Over many years, I’ve driven along countless thousands of miles of Autobahn and/or Motorway, and never had the slightest problem. Then one dreadful day, as we drove to a gig, quite suddenly, unexpectedly, without hint of prior warning, an attack of the galloping heebie-jeebies assaulted me: cold sweat broke out on me loaf, dripped down me neck, covered me bod; damp palms gripped the driving wheel; my heart began leaping about inside me in an attempt to burst through me ribcage, fear…nay…Terror overwhelmed me and, shaking like the proverbial, I waited for the next Exit, pulled off onto a country road, stopped at its side, and tried to explain to a startled, concerned, Shirley what had happened. I drove the country route for a few kilometres, with no re-occurrence of the “attack” then pulled back onto the Autobahn. About ten minutes later, then old galloping heebie-jeebies struck again. I remained on the country road till we reached our destination.

This pattern repeated itself everytime we set off somewhere; a few minutes, usually ten or twenty, along the BAB, and the galloping nasties struck. It became nightmareish. Finally I gave up using the sodding Autobahn altogether, travelling country routes only, every journey taking at least twice as long as it should have – it was a right bleeding drag, believe me, but I was powerless. Now and again I’d have a bash at the Autobahn, but always ended up a pool of trembling sweat.

------------------------------------------------------------

Problem: Carry on the account above of the sudden attacks of terror while driving the Autobahn, starting right after its last sentence.

Recorded data:
------------------------------------------------------------

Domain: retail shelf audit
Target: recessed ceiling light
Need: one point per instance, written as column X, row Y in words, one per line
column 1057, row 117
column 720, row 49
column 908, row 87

------------------------------------------------------------

Right answer:
Then I went with my mate to his acupuncturist!

We left his house, and all was well until he turned onto the BAB, then after some fifteen minutes or so the nasties paid their (now expected) return visit. Although dripping with cold sweat, and palpitating like a good ‘un, I simply couldn’t raise the moxy to inform the driver of my predicament, just kept a tight sphincter, and babbled a stream of disjointed, over-excited, meaningless sentences (yeah, okay, I’m aware some people reckon that’s par) and longed for a side road. Eventually, to my relief, we turned off the Aurobahn and finished the journey cross country.

The acupuncturist stuck needles in my friend (who promptly fell into a snoring sleep) then told me to strip down to me underpants, and lie on the bed/massage table. He asked me what my problem was, I’d really only gone along for the ride, but thought I may as well tell him of my Autobahn phobia. He took the news calmly, assured me I wasn’t alone with this trouble, however didn’t hasten to assure me he could cure me of it. He dangled a pendulum on a length of thread and moved it above the length of the outstretched me. ‘Ullo, ‘ullo, I thought, eyes down look in for the hocus-pocus twaddle.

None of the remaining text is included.